Testo di partenza:
=====

L’articolo 2120 del codice civile disciplina il trattamento di fine rapporto di lavoro: in qualunque caso di cessazione di rapporto di lavoro subordinato, il lavoratore ha diritto a un indennizzo (TFR): un risparmio forzoso che il datore di lavoro opera mensilmente per conto del lavoratore.
Calcolo TFR
Il TFR matura annualmente: l’accantonamento è ottenuto sommando per ciascun anno di servizio una quota non superiore all’importo della retribuzione dovuta per l’anno stesso diviso per 13,5. Annualmente, la somma accantonata subirà una rivalutazione dell’1,5% su un valore pari al 75% dell’aumento dell’indice dei prezzi al consumo per le famiglie di operai e impiegati, accertato dall’Istat, rispetto al mese di dicembre del precedente anno.

=====

Estratto dei dati:

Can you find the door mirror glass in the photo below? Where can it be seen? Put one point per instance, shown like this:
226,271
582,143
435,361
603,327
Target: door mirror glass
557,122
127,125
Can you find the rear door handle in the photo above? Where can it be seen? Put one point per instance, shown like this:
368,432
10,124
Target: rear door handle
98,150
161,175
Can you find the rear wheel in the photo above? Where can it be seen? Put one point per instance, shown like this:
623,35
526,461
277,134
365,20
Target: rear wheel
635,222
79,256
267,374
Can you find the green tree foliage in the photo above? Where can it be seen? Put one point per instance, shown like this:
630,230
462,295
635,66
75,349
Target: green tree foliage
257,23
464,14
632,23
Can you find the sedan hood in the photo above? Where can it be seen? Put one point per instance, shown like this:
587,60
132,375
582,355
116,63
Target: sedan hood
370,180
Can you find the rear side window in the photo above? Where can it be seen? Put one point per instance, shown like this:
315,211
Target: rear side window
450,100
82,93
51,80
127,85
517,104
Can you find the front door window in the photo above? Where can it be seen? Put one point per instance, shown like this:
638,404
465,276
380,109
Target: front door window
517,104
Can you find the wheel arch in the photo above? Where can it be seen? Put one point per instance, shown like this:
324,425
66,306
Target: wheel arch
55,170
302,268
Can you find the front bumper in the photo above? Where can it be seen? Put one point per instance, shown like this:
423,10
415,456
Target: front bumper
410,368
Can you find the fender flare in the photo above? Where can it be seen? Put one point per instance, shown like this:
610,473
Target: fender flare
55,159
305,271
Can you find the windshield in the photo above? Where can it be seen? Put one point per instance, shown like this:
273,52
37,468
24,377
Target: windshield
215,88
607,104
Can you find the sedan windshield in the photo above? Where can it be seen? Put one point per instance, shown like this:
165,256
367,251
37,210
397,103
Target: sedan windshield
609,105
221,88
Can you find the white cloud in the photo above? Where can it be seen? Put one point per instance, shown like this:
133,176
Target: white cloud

=====

Istruzioni del compito: Riprendi il testo sul trattamento di fine rapporto e proseguilo a partire dalla sua ultima frase.

Soluzione:
La retribuzione di riferimento per il calcolo del TFR – salvo diversa previsione dei contratti collettivi – è costituita da tutti gli elementi retributivi aventi natura tipica, normale e ripetitiva nel rapporto di lavoro minimo contrattuale, aumenti periodici di anzianità, superminimi, indennità di maneggio denaro, maggiorazione turni, straordinario fisso ripetitivo, premi presenza, valori convenzionali mensa, indennità per disagiata sede, importi forfettari, cottimo, provvigioni, premi e partecipazioni, prestazioni retributive in natura, altre somme riconosciute e corrisposte a titolo non occasionale esclusi i rimborsi spese, escludendo le somme erogate a titolo occasionale.
Accantonamento TFR
A partire dal 1° gennaio 2007 può divenire una modalità di finanziamento delle forme di previdenza complementare. I dipendenti privati, infatti, hanno sei mesi di tempo dal momento dell’assunzione per scegliere la destinazione del TFR. Il lavoratore può tuttavia scegliere di mantenere il TFR presso il datore di lavoro, scelta che può essere revocata in qualsiasi momento.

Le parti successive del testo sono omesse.